-- start of Records shown --

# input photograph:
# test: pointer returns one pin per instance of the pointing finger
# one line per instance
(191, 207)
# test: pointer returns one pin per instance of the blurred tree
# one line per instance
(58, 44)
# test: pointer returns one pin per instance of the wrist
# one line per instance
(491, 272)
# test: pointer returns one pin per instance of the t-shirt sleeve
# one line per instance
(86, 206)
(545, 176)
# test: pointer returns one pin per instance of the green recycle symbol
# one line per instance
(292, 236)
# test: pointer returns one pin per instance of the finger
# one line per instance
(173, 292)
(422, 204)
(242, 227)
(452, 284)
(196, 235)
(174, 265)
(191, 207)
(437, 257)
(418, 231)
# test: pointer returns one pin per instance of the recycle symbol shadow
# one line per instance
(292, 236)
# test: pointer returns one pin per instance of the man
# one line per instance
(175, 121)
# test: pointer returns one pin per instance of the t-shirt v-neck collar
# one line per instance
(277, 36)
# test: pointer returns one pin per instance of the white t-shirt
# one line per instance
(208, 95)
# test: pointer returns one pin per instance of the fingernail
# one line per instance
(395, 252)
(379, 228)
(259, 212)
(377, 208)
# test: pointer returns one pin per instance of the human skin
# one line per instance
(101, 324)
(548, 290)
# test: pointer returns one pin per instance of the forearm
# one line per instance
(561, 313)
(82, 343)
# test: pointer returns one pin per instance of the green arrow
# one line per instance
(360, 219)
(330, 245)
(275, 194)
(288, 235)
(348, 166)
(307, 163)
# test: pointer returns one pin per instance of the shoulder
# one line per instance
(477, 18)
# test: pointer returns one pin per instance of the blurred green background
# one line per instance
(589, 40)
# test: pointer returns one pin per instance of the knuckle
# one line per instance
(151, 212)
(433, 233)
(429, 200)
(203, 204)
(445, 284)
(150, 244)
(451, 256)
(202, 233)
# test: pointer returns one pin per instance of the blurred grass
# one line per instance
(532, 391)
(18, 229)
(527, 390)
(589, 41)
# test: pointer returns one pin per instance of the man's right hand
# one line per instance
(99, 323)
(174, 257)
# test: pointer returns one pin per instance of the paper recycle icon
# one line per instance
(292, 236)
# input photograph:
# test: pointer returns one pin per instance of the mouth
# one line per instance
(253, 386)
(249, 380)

-- end of Records shown --

Task brief:
Scale the point coordinates in the stretch from the line containing "# test: pointer returns one pin per instance of the man's" through the end of the records by 1.6, rounding each to a whole number with halves rounded up. Write out only those lines, requests included, with the scaled coordinates in place of the originals.

Output for this exercise:
# test: pointer returns one pin per instance of the man's right hand
# one line per instance
(158, 517)
(278, 411)
# test: pointer returns one pin per instance of the paper recycle icon
# one line per instance
(467, 378)
# input photograph:
# test: pointer returns one pin per instance of the mouth
# one line per instance
(405, 618)
(398, 608)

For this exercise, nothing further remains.